Its stated nowhere he got perfect score

He just got higher than Itachi, thats all


----------



## JuicyG (Jul 6, 2018)

Maverick04 said:


> Minato getting a perfect score without cheating is also a headcannon



Know it is not. We literally have to assume as much because we are not explicitly told otherwise. This is just like blaming someone for a crime that nobody has evidence that they committed. 

If you want to go around saying Minato cheated, I wonder what you'll say when someone asks you for the proof.


----------



## Cliffiffillite44428 (Jul 6, 2018)

Mider T said:


> Nope, you're wrong.


----------



## Mider T (Jul 6, 2018)

Sage light said:


>


Right.  That doesn't say "intelligennt most hokage"


----------



## Cliffiffillite44428 (Jul 6, 2018)

Mider T said:


> Right.  That doesn't say "intelligennt most hokage"


"Professor" is connotation to intelligence. The ability to educate others


----------



## Mider T (Jul 6, 2018)

Sage light said:


> "Professor" is connotation to intelligence. The ability to educate others


Right.  Intelligence.  Not "intelligennt most"


----------



## Cliffiffillite44428 (Jul 6, 2018)

Mider T said:


> Right.  Intelligence.  Not "intelligennt most"


Why'd the scan state Intelligence alongside "Strongest of all" if it werent to imply he's also most intelligent of all time?

That doesnt make logical sense


----------



## Mider T (Jul 6, 2018)

Sage light said:


> Why'd the scan state Intelligence alongside "Strongest of all" if it werent to imply he's also most intelligent of all time?
> 
> That doesnt make logical sense


Oh so now he is most intelligent of all time?


----------



## Cliffiffillite44428 (Jul 6, 2018)

Mider T said:


> Oh so now he is most intelligent of all time?


Im asking you that

What do you think is more logical? An intelligence sentence attributted just near strongest statement, you think they were correlated just for giggle?


----------



## Mider T (Jul 6, 2018)

Sage light said:


> Im asking you that
> 
> What do you think is more logical? An intelligence sentence attributted just near strongest statement, you think they were correlated just for giggle?

........

**Direction A**
Change "crime" to "offense" in the forum thread about Minato, starting with "## JuicyG (Jul" and going on through "that they committed.".
**Direction B**
Continue the forum thread about Minato from the point where it stops.
The entries are separate from the forum thread about Minato.

........

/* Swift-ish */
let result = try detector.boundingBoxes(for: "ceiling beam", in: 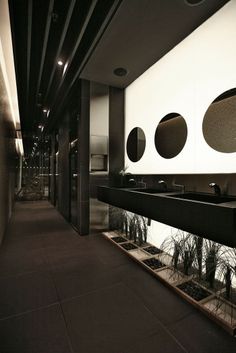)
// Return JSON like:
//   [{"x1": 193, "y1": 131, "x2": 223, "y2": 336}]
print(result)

........

**Exercise answer A**
## JuicyG (Jul 6, 2018)

Maverick04 said:


> Minato getting a perfect score without cheating is also a headcannon



Know it is not. We literally have to assume as much because we are not explicitly told otherwise. This is just like blaming someone for a offense that nobody has evidence that they committed.

**Exercise answer B**
You argument is all over the place.


----------



## Cliffiffillite44428 (Jul 6, 2018)

Mider T said:


> You argument is all over the place.


You're so cute

But you're dodging the point. But whatever


----------



## Maverick04 (Jul 6, 2018)

JuicyG said:


> Know it is not. We literally have to assume as much because we are not explicitly told otherwise. This is just like blaming someone for a crime that nobody has evidence that they committed.


Totally not the same as blaming someone for a crime lmao

Take your Minato wank goggles off and understand

I said that I know there is chance that Minato got the score without cheating..But the chance of Minato cheating is higher..Coz thats what the Exam demands..Cheating here in the exam doesnt make you a criminal smh..Everyone in the exam figured out that there are chuunins sitting among them and hence they indulged in cheating without getting caught..So saying that Minato got a perfect score without cheating is just giving him the benefit of the doubt..You cant give me a proof showing Minato didnt cheat either.
So I would suggest you dont waste your time.

Moreover this thread is about who was the best academy genius..Getting higher score in a written test doesnt really give you that title..Itachi has the edge over Minato when it comes to clearing the forest of death..And that too in record time and without any teammates..And he also caught the attention of village elders like Hiruzen and Danzo before graduating


----------



## Mider T (Jul 6, 2018)

Sage light said:


> You're so cute
> 
> But you're dodging the point. But whatever


You can't get your facts or even your vocabulary together, not my fault.


----------



## JuicyG (Jul 6, 2018)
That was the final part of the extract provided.